> _Texto mostrado_
Desde octubre, no hubo nuevos operativos por parte de la municipalidad. Tigre hizo una denuncia penal contra Venencio y los ocupantes. Un abogado ambientalista, Enrique Ferreccio, hizo lo propio contra la municipalidad por supuestos excesos en las maniobras para desmontar los muelles. Ambas partes dependen ahora de los tiempos de la Justicia.
Mientras tanto, los nuevos isleños revisan su estrategia. La mayoría de ellos apreciaba a Venencio, a quien consideran un pionero que les permitió acceder a un terreno a un precio accesible, pero entienden que su estilo pendenciero atentaba contra su causa. “Rulo era lo antiguo, ahora esto debería volverse menos Far West”, explica uno de ellos.
Cambio de estrategia
Asesorados por Ferreccio, algunos decidieron que ya no van a reclamar la titularidad por usucapión de los terrenos que ocupan. El abogado les explicó que al ser un territorio bajo y aún en formación, esa zona no está consolidada y, por lo tanto, nadie puede reclamar su titularidad. La estrategia de los pobladores ahora es reclamar que sea tierra de uso público. Ellos quedarían como ocupantes, sin derechos para vender, ni a dejar en herencia. Dicen que aspiran a vivir en armonía con la naturaleza y crear un santuario ambiental abierto al público y ajeno a las especulaciones inmobiliarias.
El problema es que la ausencia de Venencio dejó un vacío de autoridad en la zona. “Hay una atmósfera rara”, explica un isleño. Venencio se jactaba de estar en todos los detalles. Conocía a los pobladores y cedía terrenos solo a los que le caían en gracia.

> _Problemas_
[1] Según el texto sobre los nuevos isleños de Tigre, ¿por qué algunos pobladores decidieron dejar de reclamar la titularidad por usucapión de los terrenos que ocupan? Responde en una a tres oraciones.
[2] Responde estas preguntas con datos del texto sobre los nuevos isleños de Tigre.
(a) ¿Contra quiénes hizo Tigre una denuncia penal?
(b) Si la tierra fuera de uso público, ¿qué derechos no tendrían los pobladores como ocupantes?
(c) ¿A quiénes cedía terrenos Venencio?
[3] Continúa el texto sobre los nuevos isleños de Tigre a partir de su última oración.

Entradas de señalamiento de objetos etiquetados:
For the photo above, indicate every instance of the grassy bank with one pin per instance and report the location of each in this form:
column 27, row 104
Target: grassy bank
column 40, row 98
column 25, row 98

> _Resultados en orden_
[1] Lo decidieron porque el abogado Enrique Ferreccio les explicó que esa zona es un territorio bajo y todavía en formación. Por eso no está consolidada y nadie puede reclamar su titularidad.

[2]
(a) Tigre hizo la denuncia penal contra Venencio y los ocupantes.
(b) No tendrían derecho a vender los terrenos ni a dejarlos en herencia.
(c) Venencio cedía terrenos solo a los pobladores que le caían en gracia.

[3]
Se crió cortando y comerciando juncos y comiendo lo que les ofrecía la naturaleza -pescados, pero también nutrias, anguilas y gaviotas- y pasó apenas un par de meses por la escuela. Su orden era el de los usos y costumbres, llevaba muy pocos registros de las relaciones comerciales que establecía. Manejaba sus negocios como un patrón de estancia y aún no está definido quién lo sucederá.
Venencio tenía 15 hermanos -su padre, “el Gringo Polenta”, era pescador y junquero y su madre, “la Marquesa”, sigue vendiendo pescado en San Fernando- y 11 hijos de cinco mujeres. Dos de ellos son los que están más presentes. Joaquín es el más grande y tiene fama de sensato. Jesús, en cambio, es un adolescente impulsivo.
Entre ellos, y el resto de los herederos, se definirá el futuro de la zona, pero la muerte de Venencio y la ofensiva gubernamental comienzan a espantar a los nuevos pobladores. “Rulolandia”, dicen, ya nunca volverá a lo que algunas vez fue.